(Named object pointing entries)
★ ★ ★ ★ ★ ★ ★
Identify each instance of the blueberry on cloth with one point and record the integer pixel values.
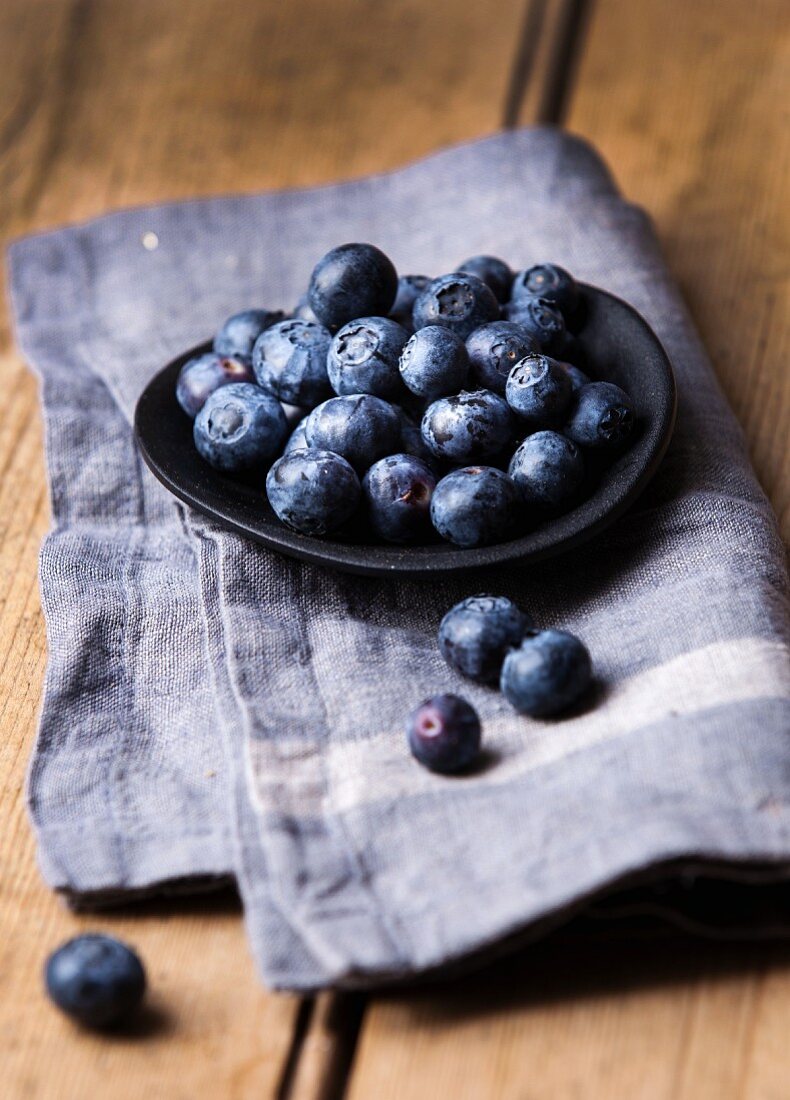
(475, 506)
(548, 672)
(240, 427)
(313, 491)
(352, 281)
(443, 734)
(476, 633)
(200, 376)
(95, 979)
(458, 301)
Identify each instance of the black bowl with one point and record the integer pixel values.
(617, 344)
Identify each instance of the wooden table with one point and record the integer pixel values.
(110, 102)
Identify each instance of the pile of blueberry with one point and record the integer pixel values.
(423, 406)
(490, 639)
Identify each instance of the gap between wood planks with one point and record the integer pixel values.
(544, 68)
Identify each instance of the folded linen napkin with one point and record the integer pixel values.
(214, 708)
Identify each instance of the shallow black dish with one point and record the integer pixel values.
(618, 345)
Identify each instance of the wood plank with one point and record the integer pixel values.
(108, 103)
(686, 101)
(689, 105)
(671, 1020)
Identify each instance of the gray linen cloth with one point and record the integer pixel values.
(212, 708)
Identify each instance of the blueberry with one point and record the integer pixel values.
(443, 734)
(297, 440)
(434, 362)
(240, 427)
(200, 376)
(548, 470)
(542, 321)
(409, 288)
(460, 303)
(549, 282)
(539, 391)
(363, 358)
(303, 311)
(548, 672)
(289, 361)
(578, 378)
(313, 491)
(602, 416)
(475, 635)
(352, 281)
(95, 979)
(398, 490)
(492, 271)
(358, 426)
(412, 441)
(469, 427)
(474, 506)
(494, 350)
(239, 333)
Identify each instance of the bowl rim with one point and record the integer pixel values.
(206, 488)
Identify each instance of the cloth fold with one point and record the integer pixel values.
(211, 708)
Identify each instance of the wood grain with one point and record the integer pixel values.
(690, 105)
(103, 103)
(688, 102)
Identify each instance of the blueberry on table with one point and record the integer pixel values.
(475, 506)
(494, 350)
(548, 282)
(475, 635)
(548, 470)
(602, 416)
(359, 427)
(289, 361)
(469, 427)
(409, 288)
(539, 391)
(240, 427)
(548, 672)
(363, 358)
(200, 376)
(352, 281)
(313, 491)
(95, 979)
(398, 490)
(460, 303)
(492, 271)
(542, 321)
(239, 333)
(434, 363)
(443, 734)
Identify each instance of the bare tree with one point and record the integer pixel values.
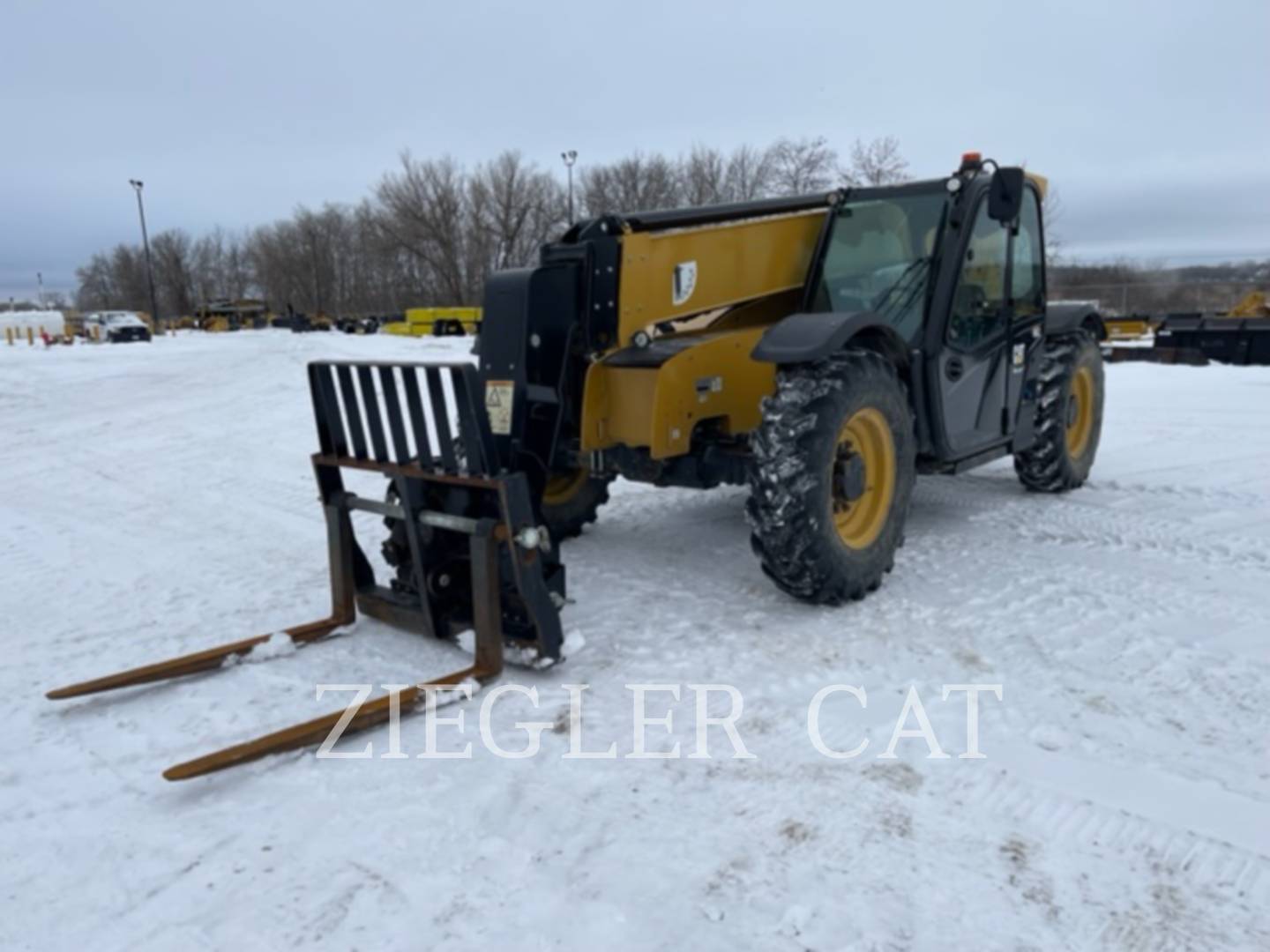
(803, 165)
(751, 173)
(426, 207)
(632, 184)
(704, 176)
(875, 163)
(173, 271)
(514, 207)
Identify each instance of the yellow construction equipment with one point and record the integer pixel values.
(436, 322)
(820, 349)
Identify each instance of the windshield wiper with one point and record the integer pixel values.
(900, 296)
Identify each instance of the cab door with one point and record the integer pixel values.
(973, 361)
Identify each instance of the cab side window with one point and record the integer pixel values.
(981, 294)
(1027, 283)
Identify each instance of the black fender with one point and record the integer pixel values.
(1065, 317)
(803, 338)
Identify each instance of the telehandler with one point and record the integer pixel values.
(823, 349)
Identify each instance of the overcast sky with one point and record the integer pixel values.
(1151, 118)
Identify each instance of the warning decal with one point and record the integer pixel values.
(499, 395)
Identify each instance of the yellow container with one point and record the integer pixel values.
(436, 322)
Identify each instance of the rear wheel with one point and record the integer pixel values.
(834, 465)
(573, 499)
(1068, 417)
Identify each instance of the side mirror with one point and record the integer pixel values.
(1006, 195)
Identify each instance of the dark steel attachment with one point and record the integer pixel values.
(423, 427)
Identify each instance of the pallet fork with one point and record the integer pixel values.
(442, 455)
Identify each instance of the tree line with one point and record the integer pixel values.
(432, 228)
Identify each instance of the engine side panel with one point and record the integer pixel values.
(657, 407)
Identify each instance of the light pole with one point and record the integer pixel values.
(569, 158)
(150, 271)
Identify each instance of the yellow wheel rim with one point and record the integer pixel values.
(564, 487)
(1080, 413)
(865, 437)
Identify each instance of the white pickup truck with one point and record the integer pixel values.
(116, 326)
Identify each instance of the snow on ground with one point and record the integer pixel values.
(158, 499)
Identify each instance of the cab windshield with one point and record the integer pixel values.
(879, 257)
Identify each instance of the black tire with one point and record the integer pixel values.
(1053, 462)
(568, 512)
(796, 457)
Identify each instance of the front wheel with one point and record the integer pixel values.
(834, 466)
(573, 499)
(1068, 417)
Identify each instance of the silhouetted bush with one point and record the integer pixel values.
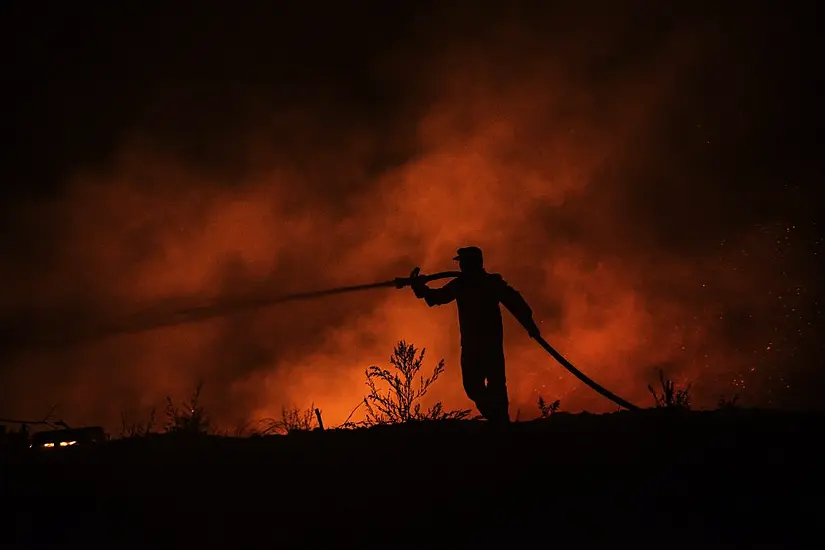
★ ★ ★ ★ ★ ★ ★
WHAT YOU ARE ASKED TO DO. In the data above, how many lines contain the string "linen"? Give only the number.

TASK ANSWER. 2